**Short task**
Could you rewrite these lines so that "stack of flatbread" becomes "pile of flatbread" wherever it occurs, leaving everything else untouched?

-- begin Recorded data --

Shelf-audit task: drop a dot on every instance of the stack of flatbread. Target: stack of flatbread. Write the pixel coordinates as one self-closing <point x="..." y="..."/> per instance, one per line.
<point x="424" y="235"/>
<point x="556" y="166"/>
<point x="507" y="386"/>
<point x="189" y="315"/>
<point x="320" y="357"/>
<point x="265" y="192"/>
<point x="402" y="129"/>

-- end Recorded data --

**Completed task**
Shelf-audit task: drop a dot on every instance of the pile of flatbread. Target: pile of flatbread. Write the pixel coordinates as one self-closing <point x="..." y="..."/> per instance, one per line.
<point x="424" y="235"/>
<point x="556" y="166"/>
<point x="507" y="386"/>
<point x="189" y="315"/>
<point x="320" y="357"/>
<point x="265" y="192"/>
<point x="402" y="129"/>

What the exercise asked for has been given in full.